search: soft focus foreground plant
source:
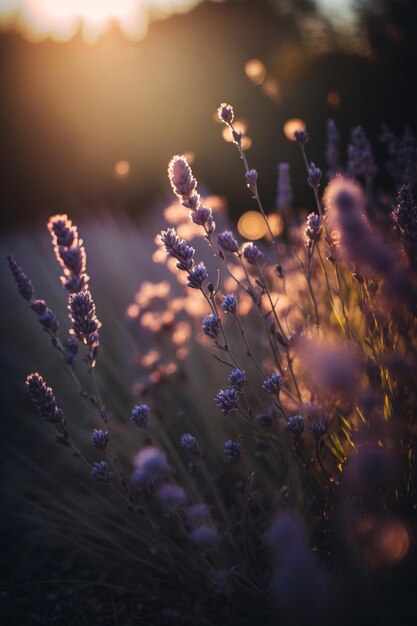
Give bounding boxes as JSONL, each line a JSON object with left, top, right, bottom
{"left": 5, "top": 105, "right": 417, "bottom": 624}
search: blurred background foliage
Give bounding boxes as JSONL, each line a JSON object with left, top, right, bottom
{"left": 0, "top": 0, "right": 416, "bottom": 230}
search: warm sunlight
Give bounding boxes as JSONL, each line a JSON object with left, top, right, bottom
{"left": 0, "top": 0, "right": 203, "bottom": 42}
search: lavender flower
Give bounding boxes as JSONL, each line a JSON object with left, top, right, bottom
{"left": 180, "top": 433, "right": 201, "bottom": 456}
{"left": 130, "top": 404, "right": 150, "bottom": 430}
{"left": 309, "top": 419, "right": 328, "bottom": 442}
{"left": 326, "top": 119, "right": 341, "bottom": 178}
{"left": 217, "top": 102, "right": 234, "bottom": 125}
{"left": 48, "top": 214, "right": 88, "bottom": 293}
{"left": 262, "top": 372, "right": 283, "bottom": 396}
{"left": 305, "top": 213, "right": 322, "bottom": 244}
{"left": 191, "top": 205, "right": 214, "bottom": 234}
{"left": 202, "top": 314, "right": 220, "bottom": 340}
{"left": 245, "top": 169, "right": 258, "bottom": 194}
{"left": 285, "top": 415, "right": 305, "bottom": 440}
{"left": 224, "top": 439, "right": 241, "bottom": 463}
{"left": 228, "top": 368, "right": 246, "bottom": 390}
{"left": 392, "top": 185, "right": 417, "bottom": 272}
{"left": 157, "top": 483, "right": 187, "bottom": 513}
{"left": 217, "top": 230, "right": 239, "bottom": 254}
{"left": 186, "top": 264, "right": 208, "bottom": 289}
{"left": 347, "top": 126, "right": 377, "bottom": 180}
{"left": 294, "top": 129, "right": 309, "bottom": 145}
{"left": 215, "top": 387, "right": 240, "bottom": 415}
{"left": 132, "top": 446, "right": 171, "bottom": 489}
{"left": 26, "top": 373, "right": 63, "bottom": 424}
{"left": 276, "top": 163, "right": 293, "bottom": 214}
{"left": 189, "top": 525, "right": 220, "bottom": 548}
{"left": 185, "top": 503, "right": 211, "bottom": 526}
{"left": 159, "top": 227, "right": 195, "bottom": 272}
{"left": 221, "top": 294, "right": 237, "bottom": 314}
{"left": 91, "top": 429, "right": 109, "bottom": 449}
{"left": 307, "top": 163, "right": 322, "bottom": 188}
{"left": 381, "top": 125, "right": 417, "bottom": 186}
{"left": 7, "top": 255, "right": 34, "bottom": 301}
{"left": 91, "top": 460, "right": 114, "bottom": 484}
{"left": 242, "top": 242, "right": 264, "bottom": 266}
{"left": 68, "top": 290, "right": 101, "bottom": 367}
{"left": 168, "top": 155, "right": 199, "bottom": 210}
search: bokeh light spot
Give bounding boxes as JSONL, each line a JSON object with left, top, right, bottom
{"left": 238, "top": 211, "right": 267, "bottom": 240}
{"left": 283, "top": 118, "right": 306, "bottom": 141}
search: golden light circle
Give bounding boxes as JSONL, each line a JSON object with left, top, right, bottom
{"left": 283, "top": 118, "right": 306, "bottom": 141}
{"left": 327, "top": 91, "right": 341, "bottom": 107}
{"left": 238, "top": 211, "right": 267, "bottom": 240}
{"left": 245, "top": 59, "right": 266, "bottom": 85}
{"left": 267, "top": 214, "right": 284, "bottom": 237}
{"left": 113, "top": 160, "right": 130, "bottom": 179}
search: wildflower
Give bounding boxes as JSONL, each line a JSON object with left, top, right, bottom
{"left": 48, "top": 214, "right": 88, "bottom": 293}
{"left": 91, "top": 429, "right": 109, "bottom": 449}
{"left": 91, "top": 460, "right": 114, "bottom": 484}
{"left": 26, "top": 373, "right": 63, "bottom": 424}
{"left": 224, "top": 439, "right": 241, "bottom": 463}
{"left": 242, "top": 242, "right": 264, "bottom": 266}
{"left": 202, "top": 314, "right": 220, "bottom": 340}
{"left": 217, "top": 102, "right": 234, "bottom": 125}
{"left": 294, "top": 129, "right": 309, "bottom": 145}
{"left": 180, "top": 433, "right": 201, "bottom": 456}
{"left": 185, "top": 503, "right": 211, "bottom": 526}
{"left": 392, "top": 185, "right": 417, "bottom": 272}
{"left": 168, "top": 155, "right": 199, "bottom": 210}
{"left": 324, "top": 176, "right": 391, "bottom": 274}
{"left": 7, "top": 255, "right": 34, "bottom": 301}
{"left": 262, "top": 372, "right": 283, "bottom": 396}
{"left": 276, "top": 163, "right": 293, "bottom": 214}
{"left": 159, "top": 227, "right": 195, "bottom": 272}
{"left": 217, "top": 230, "right": 239, "bottom": 254}
{"left": 191, "top": 205, "right": 214, "bottom": 234}
{"left": 186, "top": 264, "right": 208, "bottom": 289}
{"left": 326, "top": 119, "right": 341, "bottom": 178}
{"left": 285, "top": 415, "right": 305, "bottom": 440}
{"left": 157, "top": 483, "right": 187, "bottom": 514}
{"left": 228, "top": 368, "right": 246, "bottom": 390}
{"left": 221, "top": 294, "right": 237, "bottom": 314}
{"left": 215, "top": 387, "right": 240, "bottom": 415}
{"left": 189, "top": 525, "right": 220, "bottom": 548}
{"left": 347, "top": 126, "right": 377, "bottom": 180}
{"left": 245, "top": 169, "right": 258, "bottom": 194}
{"left": 305, "top": 213, "right": 322, "bottom": 244}
{"left": 64, "top": 335, "right": 78, "bottom": 365}
{"left": 309, "top": 419, "right": 328, "bottom": 442}
{"left": 132, "top": 446, "right": 171, "bottom": 489}
{"left": 68, "top": 290, "right": 101, "bottom": 367}
{"left": 130, "top": 404, "right": 150, "bottom": 430}
{"left": 307, "top": 162, "right": 322, "bottom": 188}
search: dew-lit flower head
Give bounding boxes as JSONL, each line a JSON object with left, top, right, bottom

### TASK
Copy exactly what appears in the entries, beginning with the first line and ending with the line that has "search: lavender flower", but not the pictures.

### ANSWER TO THIS TASK
search: soft focus foreground plant
source:
Give bounding boxes as JSONL, each line a JSON object with left, top, right, bottom
{"left": 5, "top": 105, "right": 417, "bottom": 624}
search: blurred background foliage
Give bounding boxes as JSONL, each line a JSON object with left, top, right, bottom
{"left": 0, "top": 0, "right": 416, "bottom": 230}
search: warm sunlight
Give bounding boxes as JSONL, each line a JSON object with left, top, right, bottom
{"left": 0, "top": 0, "right": 203, "bottom": 42}
search: lavender flower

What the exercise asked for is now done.